Convert every line of the items below into a Markdown table with two columns, Row and Line. Number each row and leave out blank lines.

◆ Extracted data ◆
--*--

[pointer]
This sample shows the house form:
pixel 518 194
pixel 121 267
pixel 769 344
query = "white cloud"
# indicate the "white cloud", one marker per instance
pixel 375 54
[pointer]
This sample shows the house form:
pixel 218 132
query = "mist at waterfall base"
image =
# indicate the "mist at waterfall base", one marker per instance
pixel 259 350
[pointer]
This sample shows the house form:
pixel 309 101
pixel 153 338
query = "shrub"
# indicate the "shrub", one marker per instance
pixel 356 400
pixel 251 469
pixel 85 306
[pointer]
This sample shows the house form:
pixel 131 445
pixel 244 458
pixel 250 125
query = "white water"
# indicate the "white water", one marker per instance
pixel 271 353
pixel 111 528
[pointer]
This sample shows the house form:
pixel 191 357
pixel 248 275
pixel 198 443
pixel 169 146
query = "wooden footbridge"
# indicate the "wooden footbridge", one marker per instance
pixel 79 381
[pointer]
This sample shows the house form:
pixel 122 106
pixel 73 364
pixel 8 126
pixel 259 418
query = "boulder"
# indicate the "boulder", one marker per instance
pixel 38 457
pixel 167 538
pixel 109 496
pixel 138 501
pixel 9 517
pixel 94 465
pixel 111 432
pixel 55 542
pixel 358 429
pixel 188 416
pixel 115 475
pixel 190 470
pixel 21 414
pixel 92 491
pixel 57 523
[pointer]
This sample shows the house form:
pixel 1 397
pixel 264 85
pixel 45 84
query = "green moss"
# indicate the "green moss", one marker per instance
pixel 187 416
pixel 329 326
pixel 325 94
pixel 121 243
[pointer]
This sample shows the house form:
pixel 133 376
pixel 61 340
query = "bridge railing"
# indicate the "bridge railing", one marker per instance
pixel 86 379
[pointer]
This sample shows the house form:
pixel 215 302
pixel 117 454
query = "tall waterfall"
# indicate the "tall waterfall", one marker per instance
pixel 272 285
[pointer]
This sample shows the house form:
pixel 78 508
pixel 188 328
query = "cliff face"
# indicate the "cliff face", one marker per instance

--*--

◆ Solution ◆
| Row | Line |
|---|---|
| 1 | [pointer] |
| 2 | This sample shows the house form: |
| 3 | pixel 518 194 |
| 4 | pixel 121 267 |
| 5 | pixel 769 344 |
| 6 | query = "white cloud" |
| 7 | # indicate the "white cloud", one marker per instance |
| 8 | pixel 375 54 |
| 9 | [pointer] |
| 10 | This sample shows the house form: |
| 11 | pixel 218 132 |
| 12 | query = "mist at waterfall base" |
| 13 | image = |
| 14 | # indicate the "mist at waterfall base", one marker per instance |
| 15 | pixel 259 350 |
| 16 | [pointer] |
| 17 | This sample shows the house form: |
| 18 | pixel 309 101 |
| 19 | pixel 153 338 |
| 20 | query = "shrub" |
| 21 | # indicate the "shrub", one marker per instance |
| 22 | pixel 356 400 |
| 23 | pixel 251 469 |
| 24 | pixel 85 306 |
| 25 | [pointer] |
| 26 | This sample shows the house form: |
| 27 | pixel 131 445 |
| 28 | pixel 244 458 |
| 29 | pixel 250 125 |
| 30 | query = "white water" |
| 31 | # indicate the "white water", one marker per instance |
| 32 | pixel 271 353 |
| 33 | pixel 111 528 |
| 34 | [pointer] |
| 35 | This sample shows the house form: |
| 36 | pixel 191 357 |
| 37 | pixel 248 275 |
| 38 | pixel 198 443 |
| 39 | pixel 169 146 |
| 40 | query = "wooden footbridge" |
| 41 | # indicate the "wooden footbridge", one marker per instance |
| 42 | pixel 79 381 |
| 43 | [pointer] |
| 44 | This sample shows the house form: |
| 45 | pixel 122 106 |
| 46 | pixel 73 364 |
| 47 | pixel 8 126 |
| 48 | pixel 259 418 |
| 49 | query = "boulder" |
| 50 | # indicate the "boulder", one marker per instance |
| 51 | pixel 38 457 |
| 52 | pixel 167 538 |
| 53 | pixel 109 496 |
| 54 | pixel 138 501 |
| 55 | pixel 9 517 |
| 56 | pixel 94 465 |
| 57 | pixel 111 432 |
| 58 | pixel 55 542 |
| 59 | pixel 358 429 |
| 60 | pixel 188 416 |
| 61 | pixel 115 475 |
| 62 | pixel 190 470 |
| 63 | pixel 21 414 |
| 64 | pixel 92 491 |
| 65 | pixel 57 523 |
| 66 | [pointer] |
| 67 | This sample shows the house form: |
| 68 | pixel 1 397 |
| 69 | pixel 264 85 |
| 70 | pixel 45 84 |
| 71 | query = "green moss" |
| 72 | # indicate the "green moss", one marker per instance |
| 73 | pixel 187 416 |
| 74 | pixel 329 326 |
| 75 | pixel 325 94 |
| 76 | pixel 121 243 |
| 77 | [pointer] |
| 78 | This sample shows the house form: |
| 79 | pixel 133 376 |
| 80 | pixel 61 340 |
| 81 | query = "bridge railing" |
| 82 | # indicate the "bridge railing", one marker per instance |
| 83 | pixel 86 379 |
| 84 | [pointer] |
| 85 | This sample shows the house form: |
| 86 | pixel 215 302 |
| 87 | pixel 117 454 |
| 88 | query = "tall waterfall" |
| 89 | # indicate the "tall waterfall", one marker per instance |
| 90 | pixel 272 285 |
| 91 | [pointer] |
| 92 | This sample shows the house form: |
| 93 | pixel 78 508 |
| 94 | pixel 188 328 |
| 95 | query = "cliff face" |
| 96 | # indicate the "cliff face", one marker per instance |